Goal:
Could you rescale the items between the line containing "Target: falling grated cheese" and the line containing "[(182, 212), (139, 238)]", inclusive, giving every line again with the requests left unchanged? Multiply each point coordinate in the answers by 2.4 and round to whole numbers, with halves rounded up.

Supplied records:
(begin)

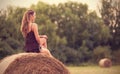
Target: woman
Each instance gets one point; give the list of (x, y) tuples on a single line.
[(33, 41)]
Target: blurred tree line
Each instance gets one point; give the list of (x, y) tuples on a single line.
[(75, 34)]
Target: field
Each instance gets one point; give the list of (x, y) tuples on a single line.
[(94, 70)]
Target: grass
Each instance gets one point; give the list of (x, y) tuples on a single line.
[(94, 70)]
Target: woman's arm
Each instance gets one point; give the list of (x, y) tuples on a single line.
[(35, 30)]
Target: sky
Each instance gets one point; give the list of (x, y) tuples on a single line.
[(92, 4)]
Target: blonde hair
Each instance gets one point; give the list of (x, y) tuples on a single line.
[(25, 22)]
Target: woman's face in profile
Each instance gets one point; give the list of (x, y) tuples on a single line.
[(33, 17)]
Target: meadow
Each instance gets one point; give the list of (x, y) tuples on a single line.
[(93, 70)]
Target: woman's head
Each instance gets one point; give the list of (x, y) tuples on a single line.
[(28, 17)]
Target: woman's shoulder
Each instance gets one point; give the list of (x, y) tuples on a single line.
[(34, 24)]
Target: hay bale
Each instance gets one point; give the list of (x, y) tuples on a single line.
[(106, 63), (32, 63)]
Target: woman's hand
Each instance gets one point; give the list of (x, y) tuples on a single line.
[(44, 36)]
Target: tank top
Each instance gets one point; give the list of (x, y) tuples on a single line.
[(31, 44)]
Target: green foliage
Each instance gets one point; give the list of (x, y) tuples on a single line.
[(110, 11), (74, 35), (101, 52)]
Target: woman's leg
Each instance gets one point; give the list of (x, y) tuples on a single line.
[(43, 42), (46, 51)]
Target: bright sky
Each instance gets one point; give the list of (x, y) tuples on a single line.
[(26, 3)]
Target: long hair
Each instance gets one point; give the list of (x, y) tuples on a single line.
[(26, 22)]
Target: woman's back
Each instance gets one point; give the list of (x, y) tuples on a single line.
[(31, 44)]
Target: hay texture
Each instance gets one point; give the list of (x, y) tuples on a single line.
[(32, 63), (106, 63)]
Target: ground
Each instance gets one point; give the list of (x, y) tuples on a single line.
[(94, 70)]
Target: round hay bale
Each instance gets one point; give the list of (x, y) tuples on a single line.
[(106, 63), (32, 63)]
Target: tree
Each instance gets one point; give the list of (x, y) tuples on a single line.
[(110, 11)]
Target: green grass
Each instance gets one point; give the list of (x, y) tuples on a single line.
[(94, 70)]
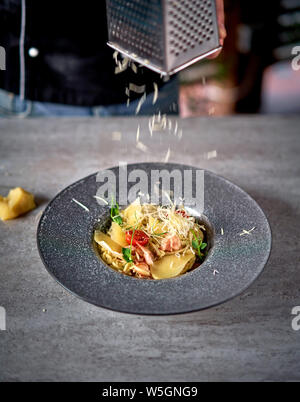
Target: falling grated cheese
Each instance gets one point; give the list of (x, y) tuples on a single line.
[(136, 88), (81, 205), (142, 100), (167, 157), (134, 68), (155, 96), (176, 128)]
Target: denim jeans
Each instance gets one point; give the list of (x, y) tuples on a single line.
[(167, 103)]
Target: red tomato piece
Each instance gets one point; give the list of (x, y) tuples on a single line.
[(182, 212), (139, 238)]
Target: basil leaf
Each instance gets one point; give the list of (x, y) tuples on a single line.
[(195, 244), (115, 213), (127, 254)]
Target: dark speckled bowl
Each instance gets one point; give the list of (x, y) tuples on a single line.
[(65, 234)]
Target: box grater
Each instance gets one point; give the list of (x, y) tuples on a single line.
[(164, 35)]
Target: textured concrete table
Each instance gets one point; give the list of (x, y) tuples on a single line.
[(52, 335)]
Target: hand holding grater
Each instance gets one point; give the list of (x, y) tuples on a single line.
[(163, 35)]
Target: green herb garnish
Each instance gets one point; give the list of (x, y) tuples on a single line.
[(127, 254), (115, 213), (127, 250), (198, 245)]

(end)

Written response:
Target: falling grated cheese
Each instance gets one point; give the list of (x, y) tuples on a single line.
[(326, 211), (194, 492), (341, 240), (401, 377), (322, 163), (372, 230), (422, 307)]
Target: denim jeans
Each instance gets one point; give the list of (x, y) tuples on a single line.
[(401, 247)]
Target: red tomato piece
Each instance gets one point; give the list of (x, y) tuples on a single line.
[(437, 509), (334, 571)]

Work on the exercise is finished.